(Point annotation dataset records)
..........

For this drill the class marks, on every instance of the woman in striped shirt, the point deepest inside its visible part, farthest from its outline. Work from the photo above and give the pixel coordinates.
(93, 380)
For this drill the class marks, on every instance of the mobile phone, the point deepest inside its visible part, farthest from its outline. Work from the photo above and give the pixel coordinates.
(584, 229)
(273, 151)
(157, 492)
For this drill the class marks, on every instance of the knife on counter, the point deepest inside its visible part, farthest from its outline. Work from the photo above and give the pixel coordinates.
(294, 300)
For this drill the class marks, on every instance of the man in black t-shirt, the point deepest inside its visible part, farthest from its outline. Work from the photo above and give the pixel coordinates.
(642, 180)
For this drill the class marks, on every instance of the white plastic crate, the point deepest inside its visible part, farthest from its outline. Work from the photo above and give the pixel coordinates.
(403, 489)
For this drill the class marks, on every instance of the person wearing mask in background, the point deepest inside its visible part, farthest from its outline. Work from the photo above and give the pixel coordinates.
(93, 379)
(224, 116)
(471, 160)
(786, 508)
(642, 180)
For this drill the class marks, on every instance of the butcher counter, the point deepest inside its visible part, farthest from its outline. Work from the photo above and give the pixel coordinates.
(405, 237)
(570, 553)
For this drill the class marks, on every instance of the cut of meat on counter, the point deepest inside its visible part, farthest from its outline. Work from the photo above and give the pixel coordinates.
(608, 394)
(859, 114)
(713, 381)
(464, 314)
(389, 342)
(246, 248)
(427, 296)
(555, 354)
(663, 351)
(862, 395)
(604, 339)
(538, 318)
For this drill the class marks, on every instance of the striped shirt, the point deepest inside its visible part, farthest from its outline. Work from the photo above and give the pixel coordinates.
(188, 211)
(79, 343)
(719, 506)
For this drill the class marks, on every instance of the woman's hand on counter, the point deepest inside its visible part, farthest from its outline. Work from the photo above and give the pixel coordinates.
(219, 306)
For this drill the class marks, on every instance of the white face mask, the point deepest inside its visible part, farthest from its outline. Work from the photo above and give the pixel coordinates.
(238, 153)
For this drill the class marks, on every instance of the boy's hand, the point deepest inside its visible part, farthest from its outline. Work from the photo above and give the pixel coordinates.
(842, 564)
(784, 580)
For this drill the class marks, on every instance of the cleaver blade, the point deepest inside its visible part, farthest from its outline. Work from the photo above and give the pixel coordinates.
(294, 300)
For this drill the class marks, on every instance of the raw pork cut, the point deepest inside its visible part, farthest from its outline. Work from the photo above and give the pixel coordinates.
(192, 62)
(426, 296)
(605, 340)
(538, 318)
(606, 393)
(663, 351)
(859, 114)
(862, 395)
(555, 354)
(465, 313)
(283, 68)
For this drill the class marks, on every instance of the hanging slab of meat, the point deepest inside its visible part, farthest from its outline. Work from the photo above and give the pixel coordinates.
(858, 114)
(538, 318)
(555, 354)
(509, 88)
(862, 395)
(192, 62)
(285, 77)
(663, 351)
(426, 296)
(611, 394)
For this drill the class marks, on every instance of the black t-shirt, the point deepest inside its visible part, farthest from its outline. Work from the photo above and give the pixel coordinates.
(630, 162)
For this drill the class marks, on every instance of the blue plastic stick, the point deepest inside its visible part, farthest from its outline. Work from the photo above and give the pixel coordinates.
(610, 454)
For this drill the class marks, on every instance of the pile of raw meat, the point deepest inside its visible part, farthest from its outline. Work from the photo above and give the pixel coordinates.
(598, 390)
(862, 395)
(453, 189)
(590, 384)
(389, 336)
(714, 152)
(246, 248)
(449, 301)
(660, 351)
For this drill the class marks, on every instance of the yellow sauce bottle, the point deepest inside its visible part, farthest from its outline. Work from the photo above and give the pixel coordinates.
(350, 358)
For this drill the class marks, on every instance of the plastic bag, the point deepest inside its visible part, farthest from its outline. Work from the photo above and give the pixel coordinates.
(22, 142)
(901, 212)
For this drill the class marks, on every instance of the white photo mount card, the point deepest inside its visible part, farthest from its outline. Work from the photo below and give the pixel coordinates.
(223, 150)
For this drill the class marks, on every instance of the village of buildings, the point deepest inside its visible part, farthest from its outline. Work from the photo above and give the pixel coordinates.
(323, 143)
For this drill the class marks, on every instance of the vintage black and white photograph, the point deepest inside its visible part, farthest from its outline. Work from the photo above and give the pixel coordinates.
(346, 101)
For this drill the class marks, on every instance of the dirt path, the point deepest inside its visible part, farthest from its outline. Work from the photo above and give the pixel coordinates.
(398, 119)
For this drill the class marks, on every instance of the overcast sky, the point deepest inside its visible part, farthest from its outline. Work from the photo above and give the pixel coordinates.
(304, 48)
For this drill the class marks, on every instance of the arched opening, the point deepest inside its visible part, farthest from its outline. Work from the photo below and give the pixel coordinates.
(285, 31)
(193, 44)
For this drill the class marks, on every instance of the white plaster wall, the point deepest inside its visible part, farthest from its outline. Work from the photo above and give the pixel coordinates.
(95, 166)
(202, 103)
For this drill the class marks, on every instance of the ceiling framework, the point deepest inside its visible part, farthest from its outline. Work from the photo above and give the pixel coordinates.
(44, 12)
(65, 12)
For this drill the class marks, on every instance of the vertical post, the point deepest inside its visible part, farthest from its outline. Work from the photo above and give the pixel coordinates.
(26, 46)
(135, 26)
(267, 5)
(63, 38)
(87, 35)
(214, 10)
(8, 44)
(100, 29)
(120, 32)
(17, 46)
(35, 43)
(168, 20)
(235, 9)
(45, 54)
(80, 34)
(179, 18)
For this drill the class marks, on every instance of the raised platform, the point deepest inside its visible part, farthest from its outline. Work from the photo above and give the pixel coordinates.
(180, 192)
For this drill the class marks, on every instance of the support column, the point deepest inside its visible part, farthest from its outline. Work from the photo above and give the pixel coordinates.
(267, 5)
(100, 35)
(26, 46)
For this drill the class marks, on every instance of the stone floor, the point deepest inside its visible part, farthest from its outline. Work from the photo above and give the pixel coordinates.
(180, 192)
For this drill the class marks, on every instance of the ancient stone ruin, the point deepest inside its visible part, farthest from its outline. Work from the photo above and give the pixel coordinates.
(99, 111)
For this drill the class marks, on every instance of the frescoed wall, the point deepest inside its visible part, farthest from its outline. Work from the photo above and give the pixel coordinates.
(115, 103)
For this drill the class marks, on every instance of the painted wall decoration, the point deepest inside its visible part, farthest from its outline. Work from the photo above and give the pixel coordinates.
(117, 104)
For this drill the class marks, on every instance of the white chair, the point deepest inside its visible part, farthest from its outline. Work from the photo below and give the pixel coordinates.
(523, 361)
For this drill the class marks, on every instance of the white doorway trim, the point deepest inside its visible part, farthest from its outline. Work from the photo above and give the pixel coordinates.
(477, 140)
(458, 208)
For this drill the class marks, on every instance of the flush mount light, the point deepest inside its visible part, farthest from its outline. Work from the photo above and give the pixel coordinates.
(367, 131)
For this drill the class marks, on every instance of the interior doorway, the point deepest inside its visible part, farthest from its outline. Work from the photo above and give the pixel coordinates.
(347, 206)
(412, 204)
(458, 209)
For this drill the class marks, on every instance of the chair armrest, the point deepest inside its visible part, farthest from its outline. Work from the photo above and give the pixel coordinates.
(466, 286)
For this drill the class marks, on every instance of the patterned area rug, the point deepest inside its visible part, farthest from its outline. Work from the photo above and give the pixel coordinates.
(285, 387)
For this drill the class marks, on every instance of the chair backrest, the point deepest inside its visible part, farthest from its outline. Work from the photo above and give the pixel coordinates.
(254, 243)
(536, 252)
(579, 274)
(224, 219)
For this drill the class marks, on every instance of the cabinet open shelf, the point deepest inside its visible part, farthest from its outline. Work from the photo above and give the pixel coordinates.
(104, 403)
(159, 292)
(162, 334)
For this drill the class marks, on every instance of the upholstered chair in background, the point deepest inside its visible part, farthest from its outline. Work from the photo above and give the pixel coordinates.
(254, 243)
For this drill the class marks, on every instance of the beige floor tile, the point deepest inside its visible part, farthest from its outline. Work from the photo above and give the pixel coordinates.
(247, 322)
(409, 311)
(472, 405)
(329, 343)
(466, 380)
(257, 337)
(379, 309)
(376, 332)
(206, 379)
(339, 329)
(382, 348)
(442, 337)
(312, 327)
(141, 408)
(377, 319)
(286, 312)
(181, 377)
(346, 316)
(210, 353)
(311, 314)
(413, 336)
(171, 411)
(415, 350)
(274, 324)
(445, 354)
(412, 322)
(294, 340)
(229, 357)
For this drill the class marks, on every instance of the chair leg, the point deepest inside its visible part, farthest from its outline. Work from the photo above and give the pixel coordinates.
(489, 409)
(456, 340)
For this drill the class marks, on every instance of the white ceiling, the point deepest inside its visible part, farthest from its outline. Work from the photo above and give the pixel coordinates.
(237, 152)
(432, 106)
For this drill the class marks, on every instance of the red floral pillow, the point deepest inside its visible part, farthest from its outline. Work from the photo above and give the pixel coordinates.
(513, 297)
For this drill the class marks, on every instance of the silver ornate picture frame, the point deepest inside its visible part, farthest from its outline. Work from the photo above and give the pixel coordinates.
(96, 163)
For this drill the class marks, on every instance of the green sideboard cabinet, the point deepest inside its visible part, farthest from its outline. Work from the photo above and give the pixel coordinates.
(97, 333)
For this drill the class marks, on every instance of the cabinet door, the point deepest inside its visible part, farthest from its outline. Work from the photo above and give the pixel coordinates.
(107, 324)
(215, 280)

..........

What you will do>
Repeat only the stretch of lines that begins at the line containing "of the upholstered" and ends at the last line above, both included.

Task output>
For this drill the class marks, on every instance of the upholstered chair in background, the point deepest inside its visible part, farthest from its outline. Work from the photo above and give the pixel coordinates.
(254, 243)
For this drill the class marks, on every instance of the beige floor tile, the point deepest inside its visible part, farthest from its outline. Work from the photo above and give the pixel coordinates.
(247, 322)
(409, 311)
(472, 405)
(329, 343)
(466, 380)
(257, 337)
(379, 309)
(376, 332)
(206, 379)
(339, 329)
(382, 348)
(442, 337)
(312, 327)
(141, 408)
(377, 319)
(286, 312)
(181, 377)
(346, 316)
(210, 353)
(311, 314)
(413, 336)
(171, 411)
(415, 350)
(274, 324)
(445, 354)
(412, 322)
(294, 340)
(229, 357)
For this drill the class marks, on every instance of the chair leg, the point deepest inside its visible part, farthest from its outline. Work from the photo above and give the pixel coordinates.
(489, 409)
(456, 340)
For this drill the class marks, on every instance of the white ceiling, the point deepest inside its visible part, farthest from its outline. Work from the photo above and give the pixel coordinates.
(237, 152)
(432, 106)
For this drill the class marks, on every instance of the red floral pillow, the point deepest inside its visible part, farthest from its outline. Work from the photo above and give the pixel coordinates.
(513, 297)
For this drill the class marks, on every instance of the silver ornate picture frame, the point deepest inside its visible part, farthest from its outline. Work from the photo above and give the pixel coordinates.
(96, 163)
For this drill the class marks, on every instance of the green sideboard cabinet, the point deepest inside its visible part, farthest from its outline. Work from the photo above and give the pixel coordinates.
(97, 333)
For this drill the class marks, on every instance of the cabinet door, the point deepest inside its visible part, farthest from its outline. Work from the photo above and give the pixel coordinates.
(107, 324)
(215, 280)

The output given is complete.